Friday, July 18, 2008

The Boys I Have Dated (Pre-L.A.)

This is part of an on-going journal I've kept in honor of a famous Craigslist posting entitled, "The Girls I've Dated". It's long and I'm going to break it up into sections. I'll probably piss some people off, so I'm going to do a little censoring.

“You’re not my type! I’m sorry, but I don’t like good-looking, motivated, hard-working men. The last guy I dated didn’t have a car and lived in a cabin- in Los Angeles.”

As those words left my mouth and sat upon the ears of a sweet boy who has been desperately courting me for the past few months, it finally dawned on me why I’ve had such horrible experience dating.

#1- You were my first love. 2nd grade. You were brilliant then. I loved your glasses and your intellect. I still love boys with glasses. I desperately wanted you to kiss me, but you never would (seems to be a trend). I would try to coax you by drawing diagrams of you and I kissing. You sent me cards and gifts and every night I would read your cards and kiss them good night. Our unconsummated love affair ended in 4th grade. You are an archaeologist now like you always wanted to be. You're still brilliant and you're living with your girlfriend now in Philadelphia, I think. I saw you this summer after your dear father died. It hit me like a ton of bricks. Our childhood is gone.

#2- I'm sorry. My mother was scared that the divorce f'ed me up so she pushed me upon you. We were in tenth grade. All you wanted was to be loved. But then, you so desperately needed love and attention from everyone. I wasn't interested in you. You'd try to hold my hand and I would tense up and wanted to run away. Because of this, Mom thought I was maybe a lesbian. You kissed me and I thought it was slimy. If I ever thought someone from our class would bring a --- into a public area, I thought it would be you. You were intense. Since you are an actor, you over-dramatize everything and hated that I'm the one chick you couldn't charm the pants off of. You had no problem with girls but problems with -------. That's because you need to somehow justify your existence. Love yourself more. P.S. Ok, that was a little harsh. I'm sorry. I was going to lay into the whole Eastern philosophy thing you recently got into too, but I won't. I'm not sure where I was when I wrote that. You're getting married in a few weeks and I'm super happy for you. It looks like you've found your way. Congrats.

__Written request 1__
Identify every line in the listing below that contains the word "waterfall" and copy each of those lines.

__Data for processing__
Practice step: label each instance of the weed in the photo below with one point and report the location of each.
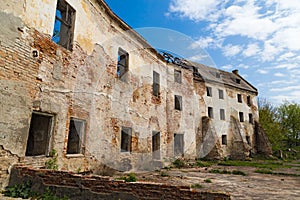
(52, 162)
(197, 185)
(207, 180)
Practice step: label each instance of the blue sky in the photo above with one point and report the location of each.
(259, 38)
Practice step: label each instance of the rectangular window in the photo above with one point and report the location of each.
(64, 24)
(210, 112)
(178, 102)
(39, 134)
(224, 139)
(178, 145)
(76, 136)
(126, 138)
(177, 76)
(156, 145)
(241, 115)
(156, 84)
(122, 68)
(222, 114)
(250, 118)
(221, 94)
(239, 97)
(209, 91)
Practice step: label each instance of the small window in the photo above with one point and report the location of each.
(156, 145)
(222, 114)
(209, 91)
(250, 118)
(221, 94)
(39, 134)
(64, 25)
(76, 136)
(241, 115)
(210, 112)
(122, 68)
(178, 102)
(178, 145)
(239, 97)
(177, 76)
(248, 140)
(156, 84)
(126, 138)
(249, 100)
(224, 139)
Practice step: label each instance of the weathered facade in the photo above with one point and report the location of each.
(75, 78)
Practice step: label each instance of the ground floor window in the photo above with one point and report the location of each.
(39, 134)
(76, 136)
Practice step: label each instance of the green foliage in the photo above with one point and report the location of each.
(52, 162)
(20, 191)
(178, 163)
(197, 185)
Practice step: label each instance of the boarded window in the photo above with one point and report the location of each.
(122, 68)
(250, 118)
(178, 145)
(156, 84)
(221, 94)
(177, 76)
(224, 139)
(239, 97)
(210, 112)
(178, 102)
(241, 116)
(156, 145)
(126, 138)
(209, 91)
(64, 24)
(39, 134)
(76, 136)
(222, 114)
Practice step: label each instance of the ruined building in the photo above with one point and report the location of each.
(75, 78)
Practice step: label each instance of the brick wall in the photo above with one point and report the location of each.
(77, 186)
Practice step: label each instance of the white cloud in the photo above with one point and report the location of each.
(231, 50)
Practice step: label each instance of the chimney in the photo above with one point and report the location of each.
(236, 71)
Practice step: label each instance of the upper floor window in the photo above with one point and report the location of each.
(122, 68)
(64, 24)
(239, 97)
(156, 84)
(177, 76)
(209, 91)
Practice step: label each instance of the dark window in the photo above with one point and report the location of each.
(39, 134)
(178, 145)
(64, 24)
(76, 137)
(248, 140)
(156, 145)
(239, 96)
(250, 118)
(126, 136)
(177, 76)
(156, 84)
(241, 115)
(210, 112)
(221, 94)
(209, 91)
(178, 102)
(222, 114)
(249, 100)
(122, 68)
(224, 139)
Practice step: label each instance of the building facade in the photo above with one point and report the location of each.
(77, 79)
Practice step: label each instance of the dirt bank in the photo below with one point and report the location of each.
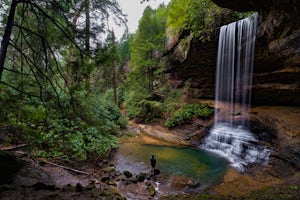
(282, 126)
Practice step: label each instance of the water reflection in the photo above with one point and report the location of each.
(171, 160)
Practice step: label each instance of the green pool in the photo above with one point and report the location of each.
(195, 163)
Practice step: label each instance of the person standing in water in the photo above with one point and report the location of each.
(153, 162)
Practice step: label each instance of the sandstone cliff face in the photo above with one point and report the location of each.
(276, 78)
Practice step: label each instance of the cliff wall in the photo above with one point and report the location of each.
(276, 78)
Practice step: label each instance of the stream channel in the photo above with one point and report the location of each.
(134, 155)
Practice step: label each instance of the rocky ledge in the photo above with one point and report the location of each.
(277, 53)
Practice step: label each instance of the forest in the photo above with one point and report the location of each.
(70, 91)
(65, 79)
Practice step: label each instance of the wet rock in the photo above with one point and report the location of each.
(151, 190)
(5, 187)
(79, 187)
(68, 188)
(156, 172)
(109, 169)
(90, 186)
(42, 186)
(9, 165)
(127, 173)
(113, 183)
(141, 177)
(105, 179)
(186, 137)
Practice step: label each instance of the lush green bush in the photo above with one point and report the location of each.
(144, 109)
(74, 139)
(189, 112)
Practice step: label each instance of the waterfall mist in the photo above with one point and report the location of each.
(233, 88)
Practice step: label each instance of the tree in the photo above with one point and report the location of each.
(146, 49)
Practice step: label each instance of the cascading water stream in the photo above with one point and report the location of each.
(233, 88)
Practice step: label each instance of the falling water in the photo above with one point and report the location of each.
(233, 88)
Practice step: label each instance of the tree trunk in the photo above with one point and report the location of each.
(87, 26)
(114, 81)
(6, 36)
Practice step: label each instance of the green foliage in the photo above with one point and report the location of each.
(146, 48)
(192, 15)
(189, 112)
(143, 108)
(74, 140)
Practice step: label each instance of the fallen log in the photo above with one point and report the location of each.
(65, 167)
(9, 148)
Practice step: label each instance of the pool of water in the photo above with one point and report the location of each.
(171, 160)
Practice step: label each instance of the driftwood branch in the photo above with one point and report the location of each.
(64, 167)
(13, 147)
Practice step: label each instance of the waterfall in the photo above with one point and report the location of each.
(233, 91)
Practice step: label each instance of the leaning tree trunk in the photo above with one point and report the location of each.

__Written request 2__
In the dating post, what does the writer say boy #1 does for a living now?

__Exercise output 1__
Practice step: label each instance of the waterfall mist in the photo above with one point and report the location of each.
Practice step: label each instance of the waterfall in the photo above with one point and report the location of each.

__Exercise output 2__
He is an archaeologist.